### What the task asks
Print the lines below without any change, from the line containing "Objective — one pin per instance of the white background" through the last line, both ends included.

### Data section
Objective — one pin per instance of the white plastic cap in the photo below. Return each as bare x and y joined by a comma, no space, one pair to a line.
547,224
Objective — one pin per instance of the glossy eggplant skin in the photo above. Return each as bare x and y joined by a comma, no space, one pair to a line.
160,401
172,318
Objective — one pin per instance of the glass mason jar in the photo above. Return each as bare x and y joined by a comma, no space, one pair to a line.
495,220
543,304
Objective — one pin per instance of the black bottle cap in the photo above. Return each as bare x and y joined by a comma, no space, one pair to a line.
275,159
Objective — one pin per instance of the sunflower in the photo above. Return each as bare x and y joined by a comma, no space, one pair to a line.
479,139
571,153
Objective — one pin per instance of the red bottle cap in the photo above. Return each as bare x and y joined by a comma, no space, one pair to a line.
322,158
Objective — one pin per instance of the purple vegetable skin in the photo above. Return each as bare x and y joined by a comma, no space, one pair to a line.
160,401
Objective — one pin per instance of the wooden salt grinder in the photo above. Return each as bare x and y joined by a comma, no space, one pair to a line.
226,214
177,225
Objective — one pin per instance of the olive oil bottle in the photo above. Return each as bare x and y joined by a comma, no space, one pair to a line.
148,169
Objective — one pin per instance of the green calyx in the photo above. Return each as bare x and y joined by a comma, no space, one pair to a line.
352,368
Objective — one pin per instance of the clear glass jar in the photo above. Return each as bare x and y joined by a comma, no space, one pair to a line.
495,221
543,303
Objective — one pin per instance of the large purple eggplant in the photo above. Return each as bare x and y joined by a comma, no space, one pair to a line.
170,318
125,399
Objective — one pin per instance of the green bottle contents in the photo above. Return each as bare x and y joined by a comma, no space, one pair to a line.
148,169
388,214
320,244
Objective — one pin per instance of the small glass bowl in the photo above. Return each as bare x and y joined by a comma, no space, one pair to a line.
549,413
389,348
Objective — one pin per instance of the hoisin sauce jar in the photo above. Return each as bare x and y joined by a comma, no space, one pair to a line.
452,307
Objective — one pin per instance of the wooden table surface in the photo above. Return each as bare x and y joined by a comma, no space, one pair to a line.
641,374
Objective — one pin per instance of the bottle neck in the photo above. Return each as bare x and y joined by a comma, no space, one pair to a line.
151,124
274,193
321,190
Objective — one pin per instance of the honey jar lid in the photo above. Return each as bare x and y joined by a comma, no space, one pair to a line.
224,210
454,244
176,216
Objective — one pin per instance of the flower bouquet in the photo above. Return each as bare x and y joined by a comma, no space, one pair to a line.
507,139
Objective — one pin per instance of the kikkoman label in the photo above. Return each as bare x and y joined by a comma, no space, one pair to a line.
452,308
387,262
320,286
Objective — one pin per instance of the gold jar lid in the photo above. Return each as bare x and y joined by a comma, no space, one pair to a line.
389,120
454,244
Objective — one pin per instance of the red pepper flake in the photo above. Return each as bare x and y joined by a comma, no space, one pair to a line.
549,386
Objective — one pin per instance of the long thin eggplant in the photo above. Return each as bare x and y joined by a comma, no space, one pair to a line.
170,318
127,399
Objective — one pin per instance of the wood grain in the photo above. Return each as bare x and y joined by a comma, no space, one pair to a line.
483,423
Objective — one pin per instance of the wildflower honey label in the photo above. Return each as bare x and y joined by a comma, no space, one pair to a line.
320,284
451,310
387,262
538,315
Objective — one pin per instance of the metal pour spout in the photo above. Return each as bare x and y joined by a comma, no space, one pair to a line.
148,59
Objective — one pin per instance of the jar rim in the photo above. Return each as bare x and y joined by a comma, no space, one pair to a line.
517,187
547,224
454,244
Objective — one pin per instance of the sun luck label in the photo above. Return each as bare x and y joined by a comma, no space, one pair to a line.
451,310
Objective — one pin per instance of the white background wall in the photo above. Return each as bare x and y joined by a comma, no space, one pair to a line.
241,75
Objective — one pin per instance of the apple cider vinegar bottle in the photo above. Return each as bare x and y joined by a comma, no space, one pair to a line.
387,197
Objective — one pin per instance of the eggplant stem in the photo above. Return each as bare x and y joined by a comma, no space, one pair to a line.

### Full solution
Objective — one pin per instance of the white background wall in the photo above. Return each as bare x and y joined by a comma, no space, one pair to a line.
241,75
Objective — one pin per instance of the apple cider vinegar bottle in the photo above. Return each as bare x and y joined by a comma, no space, one pair to a line.
387,197
Objective — one pin per instance of the eggplant stem in the photo above. Return each as bare x and y joined by a comma, no space, one pair to a line.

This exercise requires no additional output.